Page excerpt »
- - -

But can we say the spider has as its project the weaving of its web? I don’t believe so. Better to say that the web's project is to be woven.
One should not take the history of this sign too lightly.
In good logic, the human species is the inheritor of all species beyond the animal and the vegetal, clouds emanating interstellar spaces who have made oceans the source of what we call life. In the human we appeared this barely noticed accent we call the consciousness of being, which nonetheless does not resolve the completely disparate mishmash of this heritage.
As for retracing the course of creation, for my part, I stop at the spider while a good number of others go no farther back than their ancestor.
2For ages now I have found myself in abandoned dwellings. Each time, my companion was there before me. Expecting me. She has no more need of me than I of her, affording us genuine neighborly relations.
One will say that the dimension of exchange is lacking. What an error. I want nothing from her and she is expecting nothing from me, which protects us from resenting each other.
I am not going to attempt to enslave her, and it is obvious that my presence is of no use to her.
There exists a deeply moral aspect within this disinterest.
But, in looking a bit closer, I must admit I am a man and I benefit from her presence, while I genuinely have nothing to give her. Which shows how the last to arrive shamelessly profit from his predecessors.
3What a pity that words grow old. In doing so, they do not grow more beautiful; if in old French, araignée (spider) is aragne, I see that araignée is aragne and that in growing old lost its beautiful and candidly open resonance from its two “a”s, and that this “gnée” contains nothing agreeable nor necessary.
Aragne was enough.
This being said, if the word has grown old, the spider has not suffered throughout centuries and millennia. Before the word existed, he spun his web without any worry of this shower of words which in no way deteriorates the arachnean web.
A word like Arachnean resonates a bit in the same manner as Magdalenian evokes the last period of the Upper Paleolithic (civilization of the reindeer). From the reindeer to the spider, it’s only a subtle leap.

- - -

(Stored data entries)
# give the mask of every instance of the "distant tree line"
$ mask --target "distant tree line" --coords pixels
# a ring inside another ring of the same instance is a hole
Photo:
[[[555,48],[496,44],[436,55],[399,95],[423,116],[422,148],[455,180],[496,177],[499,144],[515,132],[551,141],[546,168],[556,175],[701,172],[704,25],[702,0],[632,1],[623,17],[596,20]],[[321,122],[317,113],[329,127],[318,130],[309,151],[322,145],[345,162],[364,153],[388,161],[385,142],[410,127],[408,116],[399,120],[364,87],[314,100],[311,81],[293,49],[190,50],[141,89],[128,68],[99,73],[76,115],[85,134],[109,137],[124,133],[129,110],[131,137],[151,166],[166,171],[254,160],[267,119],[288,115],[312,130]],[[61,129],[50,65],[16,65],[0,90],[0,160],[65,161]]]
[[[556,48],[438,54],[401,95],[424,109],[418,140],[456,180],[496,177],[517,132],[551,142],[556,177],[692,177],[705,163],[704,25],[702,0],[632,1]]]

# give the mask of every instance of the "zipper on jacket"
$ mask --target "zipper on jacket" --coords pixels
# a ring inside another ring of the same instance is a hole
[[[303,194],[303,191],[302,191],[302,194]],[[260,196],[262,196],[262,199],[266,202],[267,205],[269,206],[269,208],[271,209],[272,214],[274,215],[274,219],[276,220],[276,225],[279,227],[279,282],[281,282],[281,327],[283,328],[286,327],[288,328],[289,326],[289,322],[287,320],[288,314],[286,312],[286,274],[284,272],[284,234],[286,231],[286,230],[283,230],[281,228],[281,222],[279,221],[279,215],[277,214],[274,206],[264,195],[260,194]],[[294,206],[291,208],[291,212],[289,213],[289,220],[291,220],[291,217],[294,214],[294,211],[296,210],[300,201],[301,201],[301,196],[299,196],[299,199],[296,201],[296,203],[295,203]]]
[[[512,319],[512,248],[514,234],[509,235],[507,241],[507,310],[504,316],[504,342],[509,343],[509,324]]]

- - -

What is being asked » Copy the spider passage above in full, word for word.

Exercise solution »
But can we say the spider has as its project the weaving of its web? I don’t believe so. Better to say that the web's project is to be woven.
One should not take the history of this sign too lightly.
In good logic, the human species is the inheritor of all species beyond the animal and the vegetal, clouds emanating interstellar spaces who have made oceans the source of what we call life. In the human we appeared this barely noticed accent we call the consciousness of being, which nonetheless does not resolve the completely disparate mishmash of this heritage.
As for retracing the course of creation, for my part, I stop at the spider while a good number of others go no farther back than their ancestor.
2For ages now I have found myself in abandoned dwellings. Each time, my companion was there before me. Expecting me. She has no more need of me than I of her, affording us genuine neighborly relations.
One will say that the dimension of exchange is lacking. What an error. I want nothing from her and she is expecting nothing from me, which protects us from resenting each other.
I am not going to attempt to enslave her, and it is obvious that my presence is of no use to her.
There exists a deeply moral aspect within this disinterest.
But, in looking a bit closer, I must admit I am a man and I benefit from her presence, while I genuinely have nothing to give her. Which shows how the last to arrive shamelessly profit from his predecessors.
3What a pity that words grow old. In doing so, they do not grow more beautiful; if in old French, araignée (spider) is aragne, I see that araignée is aragne and that in growing old lost its beautiful and candidly open resonance from its two “a”s, and that this “gnée” contains nothing agreeable nor necessary.
Aragne was enough.
This being said, if the word has grown old, the spider has not suffered throughout centuries and millennia. Before the word existed, he spun his web without any worry of this shower of words which in no way deteriorates the arachnean web.
A word like Arachnean resonates a bit in the same manner as Magdalenian evokes the last period of the Upper Paleolithic (civilization of the reindeer). From the reindeer to the spider, it’s only a subtle leap.